From the material below, return every line that includes "grass".

• • • •

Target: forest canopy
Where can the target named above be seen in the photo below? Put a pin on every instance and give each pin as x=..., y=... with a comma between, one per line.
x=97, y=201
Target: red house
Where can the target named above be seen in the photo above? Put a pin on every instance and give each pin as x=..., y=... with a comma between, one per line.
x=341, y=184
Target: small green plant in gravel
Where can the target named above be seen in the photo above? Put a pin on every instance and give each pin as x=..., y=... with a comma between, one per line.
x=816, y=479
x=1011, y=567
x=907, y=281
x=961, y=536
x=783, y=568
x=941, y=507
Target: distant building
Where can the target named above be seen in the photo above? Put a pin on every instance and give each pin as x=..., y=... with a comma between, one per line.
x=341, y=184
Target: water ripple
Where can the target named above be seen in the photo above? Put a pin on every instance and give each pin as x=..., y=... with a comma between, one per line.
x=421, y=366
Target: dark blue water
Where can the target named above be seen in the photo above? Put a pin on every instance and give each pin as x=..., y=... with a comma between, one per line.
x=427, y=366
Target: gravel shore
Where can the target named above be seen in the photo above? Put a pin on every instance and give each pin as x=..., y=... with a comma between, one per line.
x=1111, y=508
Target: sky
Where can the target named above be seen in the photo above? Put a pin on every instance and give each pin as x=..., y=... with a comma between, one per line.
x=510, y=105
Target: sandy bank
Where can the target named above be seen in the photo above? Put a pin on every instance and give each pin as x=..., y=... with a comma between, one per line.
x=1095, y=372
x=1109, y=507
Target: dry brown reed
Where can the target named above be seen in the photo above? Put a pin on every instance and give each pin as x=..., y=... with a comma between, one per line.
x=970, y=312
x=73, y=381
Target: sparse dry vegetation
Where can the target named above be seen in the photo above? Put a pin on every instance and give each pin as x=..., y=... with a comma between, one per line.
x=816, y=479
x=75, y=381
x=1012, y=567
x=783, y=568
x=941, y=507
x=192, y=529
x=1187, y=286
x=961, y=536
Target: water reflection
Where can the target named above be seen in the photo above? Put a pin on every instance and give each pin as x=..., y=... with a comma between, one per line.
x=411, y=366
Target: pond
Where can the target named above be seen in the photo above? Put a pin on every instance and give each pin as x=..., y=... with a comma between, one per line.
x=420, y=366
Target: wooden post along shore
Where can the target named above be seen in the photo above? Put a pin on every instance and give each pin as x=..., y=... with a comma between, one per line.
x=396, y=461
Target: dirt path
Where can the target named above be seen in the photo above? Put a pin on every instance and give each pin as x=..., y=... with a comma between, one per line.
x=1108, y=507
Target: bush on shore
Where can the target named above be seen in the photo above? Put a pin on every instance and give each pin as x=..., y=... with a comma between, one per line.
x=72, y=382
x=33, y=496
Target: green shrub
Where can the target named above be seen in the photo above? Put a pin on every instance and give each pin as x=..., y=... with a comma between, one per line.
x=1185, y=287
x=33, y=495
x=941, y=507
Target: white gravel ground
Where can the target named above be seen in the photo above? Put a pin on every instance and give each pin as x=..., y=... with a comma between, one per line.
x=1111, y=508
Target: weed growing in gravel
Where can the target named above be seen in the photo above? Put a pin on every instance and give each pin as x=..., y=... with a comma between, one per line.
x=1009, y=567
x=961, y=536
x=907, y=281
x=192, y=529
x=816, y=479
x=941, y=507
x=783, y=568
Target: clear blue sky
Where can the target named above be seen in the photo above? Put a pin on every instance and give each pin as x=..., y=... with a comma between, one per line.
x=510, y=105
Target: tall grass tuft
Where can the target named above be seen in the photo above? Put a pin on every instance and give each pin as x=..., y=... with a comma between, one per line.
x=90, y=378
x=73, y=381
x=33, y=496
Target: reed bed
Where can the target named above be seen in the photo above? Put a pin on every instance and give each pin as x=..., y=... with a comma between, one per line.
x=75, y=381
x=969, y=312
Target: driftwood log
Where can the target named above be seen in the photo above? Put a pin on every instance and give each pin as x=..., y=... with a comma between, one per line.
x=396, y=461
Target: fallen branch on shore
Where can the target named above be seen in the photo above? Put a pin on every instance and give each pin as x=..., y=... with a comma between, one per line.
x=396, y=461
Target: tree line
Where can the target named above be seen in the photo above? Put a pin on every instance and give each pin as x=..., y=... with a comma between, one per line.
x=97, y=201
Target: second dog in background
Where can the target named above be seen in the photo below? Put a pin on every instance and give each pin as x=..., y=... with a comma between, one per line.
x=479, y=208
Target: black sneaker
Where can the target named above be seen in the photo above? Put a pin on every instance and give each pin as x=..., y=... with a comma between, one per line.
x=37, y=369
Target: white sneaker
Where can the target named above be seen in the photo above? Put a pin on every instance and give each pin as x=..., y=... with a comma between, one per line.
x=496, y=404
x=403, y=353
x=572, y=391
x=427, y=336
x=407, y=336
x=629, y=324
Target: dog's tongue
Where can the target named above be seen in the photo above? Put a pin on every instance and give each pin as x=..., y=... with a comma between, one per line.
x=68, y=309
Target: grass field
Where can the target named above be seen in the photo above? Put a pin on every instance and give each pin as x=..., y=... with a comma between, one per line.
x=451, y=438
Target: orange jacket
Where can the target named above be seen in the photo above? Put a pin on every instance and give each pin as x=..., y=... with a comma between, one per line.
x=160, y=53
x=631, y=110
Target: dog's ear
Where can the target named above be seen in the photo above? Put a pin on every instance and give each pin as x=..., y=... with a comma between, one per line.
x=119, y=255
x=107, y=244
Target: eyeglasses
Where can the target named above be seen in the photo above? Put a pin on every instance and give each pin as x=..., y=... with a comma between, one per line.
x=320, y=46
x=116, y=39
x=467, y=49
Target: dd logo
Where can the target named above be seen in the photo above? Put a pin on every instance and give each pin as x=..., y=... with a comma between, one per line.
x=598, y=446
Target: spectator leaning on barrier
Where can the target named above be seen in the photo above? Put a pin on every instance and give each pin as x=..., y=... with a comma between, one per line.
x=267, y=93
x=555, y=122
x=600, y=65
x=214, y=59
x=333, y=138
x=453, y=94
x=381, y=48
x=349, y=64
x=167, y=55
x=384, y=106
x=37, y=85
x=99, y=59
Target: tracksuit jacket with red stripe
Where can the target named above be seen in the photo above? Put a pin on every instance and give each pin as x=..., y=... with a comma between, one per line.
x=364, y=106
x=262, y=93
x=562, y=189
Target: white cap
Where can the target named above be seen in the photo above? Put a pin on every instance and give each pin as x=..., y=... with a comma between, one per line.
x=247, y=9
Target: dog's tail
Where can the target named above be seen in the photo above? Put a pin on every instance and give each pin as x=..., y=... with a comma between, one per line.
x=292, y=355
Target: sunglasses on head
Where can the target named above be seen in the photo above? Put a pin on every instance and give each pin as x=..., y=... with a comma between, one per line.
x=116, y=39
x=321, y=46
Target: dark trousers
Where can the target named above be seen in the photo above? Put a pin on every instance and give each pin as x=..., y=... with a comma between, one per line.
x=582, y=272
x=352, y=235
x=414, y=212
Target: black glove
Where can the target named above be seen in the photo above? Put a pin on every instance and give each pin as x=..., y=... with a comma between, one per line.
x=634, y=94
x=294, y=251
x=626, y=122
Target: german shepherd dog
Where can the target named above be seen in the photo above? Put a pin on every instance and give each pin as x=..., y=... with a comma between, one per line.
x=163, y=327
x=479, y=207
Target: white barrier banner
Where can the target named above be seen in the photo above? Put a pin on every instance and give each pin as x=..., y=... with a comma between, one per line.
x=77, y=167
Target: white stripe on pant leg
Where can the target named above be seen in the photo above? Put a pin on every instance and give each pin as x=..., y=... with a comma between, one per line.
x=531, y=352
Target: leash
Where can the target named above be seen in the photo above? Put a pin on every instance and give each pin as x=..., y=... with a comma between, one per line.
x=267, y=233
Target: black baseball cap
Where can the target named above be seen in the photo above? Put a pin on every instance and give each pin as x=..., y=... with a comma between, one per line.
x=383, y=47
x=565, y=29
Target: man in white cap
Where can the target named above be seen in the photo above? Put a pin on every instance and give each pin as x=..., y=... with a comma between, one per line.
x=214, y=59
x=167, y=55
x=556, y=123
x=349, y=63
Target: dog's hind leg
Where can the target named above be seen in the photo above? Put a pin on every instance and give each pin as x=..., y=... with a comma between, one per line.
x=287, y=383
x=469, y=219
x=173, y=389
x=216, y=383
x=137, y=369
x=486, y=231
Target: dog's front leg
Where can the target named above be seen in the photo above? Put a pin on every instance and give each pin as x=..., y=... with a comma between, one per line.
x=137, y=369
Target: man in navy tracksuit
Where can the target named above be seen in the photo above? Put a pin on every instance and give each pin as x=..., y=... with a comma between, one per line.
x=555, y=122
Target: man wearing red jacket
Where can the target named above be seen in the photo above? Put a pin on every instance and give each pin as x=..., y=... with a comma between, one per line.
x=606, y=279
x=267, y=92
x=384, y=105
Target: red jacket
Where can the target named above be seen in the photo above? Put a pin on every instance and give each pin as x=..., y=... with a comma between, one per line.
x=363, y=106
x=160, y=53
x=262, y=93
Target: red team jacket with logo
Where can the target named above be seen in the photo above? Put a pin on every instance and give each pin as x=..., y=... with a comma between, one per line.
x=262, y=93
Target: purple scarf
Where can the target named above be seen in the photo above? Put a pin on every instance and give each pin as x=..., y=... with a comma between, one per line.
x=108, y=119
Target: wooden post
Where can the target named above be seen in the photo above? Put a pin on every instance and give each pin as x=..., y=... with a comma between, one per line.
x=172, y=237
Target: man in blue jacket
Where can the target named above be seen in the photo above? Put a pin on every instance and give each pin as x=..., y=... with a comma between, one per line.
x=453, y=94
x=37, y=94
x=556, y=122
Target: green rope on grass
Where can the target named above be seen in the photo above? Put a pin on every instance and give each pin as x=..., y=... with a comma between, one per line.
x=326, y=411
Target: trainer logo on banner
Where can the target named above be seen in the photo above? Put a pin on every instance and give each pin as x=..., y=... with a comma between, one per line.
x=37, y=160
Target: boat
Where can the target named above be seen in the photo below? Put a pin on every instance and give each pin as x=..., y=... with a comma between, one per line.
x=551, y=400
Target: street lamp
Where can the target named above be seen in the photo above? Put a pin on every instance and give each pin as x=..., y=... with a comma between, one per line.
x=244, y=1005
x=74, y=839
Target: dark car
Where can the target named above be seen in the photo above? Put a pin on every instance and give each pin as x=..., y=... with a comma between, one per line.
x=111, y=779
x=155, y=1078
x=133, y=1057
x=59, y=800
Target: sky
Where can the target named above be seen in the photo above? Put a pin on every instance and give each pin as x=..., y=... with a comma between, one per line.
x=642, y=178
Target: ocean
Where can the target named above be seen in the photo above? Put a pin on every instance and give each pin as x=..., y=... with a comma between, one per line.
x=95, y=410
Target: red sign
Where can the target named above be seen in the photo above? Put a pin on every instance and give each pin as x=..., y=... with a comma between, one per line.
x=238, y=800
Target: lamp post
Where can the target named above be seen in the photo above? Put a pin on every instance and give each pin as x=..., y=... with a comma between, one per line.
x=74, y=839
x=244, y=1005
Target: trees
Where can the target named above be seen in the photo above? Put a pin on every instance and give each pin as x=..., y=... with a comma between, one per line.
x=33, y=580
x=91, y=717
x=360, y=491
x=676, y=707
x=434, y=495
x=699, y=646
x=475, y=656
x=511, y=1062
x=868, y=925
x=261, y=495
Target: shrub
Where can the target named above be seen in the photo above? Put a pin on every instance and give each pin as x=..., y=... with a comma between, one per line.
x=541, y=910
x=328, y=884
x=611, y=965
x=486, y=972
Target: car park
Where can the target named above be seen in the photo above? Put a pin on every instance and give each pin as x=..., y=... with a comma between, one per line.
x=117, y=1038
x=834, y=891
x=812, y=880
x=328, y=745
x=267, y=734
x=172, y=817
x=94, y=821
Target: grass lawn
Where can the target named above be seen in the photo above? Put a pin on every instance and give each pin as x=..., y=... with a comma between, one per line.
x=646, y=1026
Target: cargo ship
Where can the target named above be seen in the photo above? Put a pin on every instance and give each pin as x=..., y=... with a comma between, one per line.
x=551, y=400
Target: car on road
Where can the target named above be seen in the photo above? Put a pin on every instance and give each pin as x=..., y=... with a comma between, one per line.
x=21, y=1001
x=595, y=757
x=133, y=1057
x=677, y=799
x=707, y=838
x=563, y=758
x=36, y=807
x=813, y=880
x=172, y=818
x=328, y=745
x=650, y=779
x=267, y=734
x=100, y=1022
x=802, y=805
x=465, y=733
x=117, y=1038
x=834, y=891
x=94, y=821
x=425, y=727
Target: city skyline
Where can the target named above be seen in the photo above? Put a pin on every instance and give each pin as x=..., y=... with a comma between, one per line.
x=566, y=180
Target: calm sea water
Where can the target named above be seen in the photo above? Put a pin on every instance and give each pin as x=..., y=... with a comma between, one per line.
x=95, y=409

• • • •

**The answer**
Target: tall grass tuft
Target: grass field
Target: green rope on grass
Target: grass lawn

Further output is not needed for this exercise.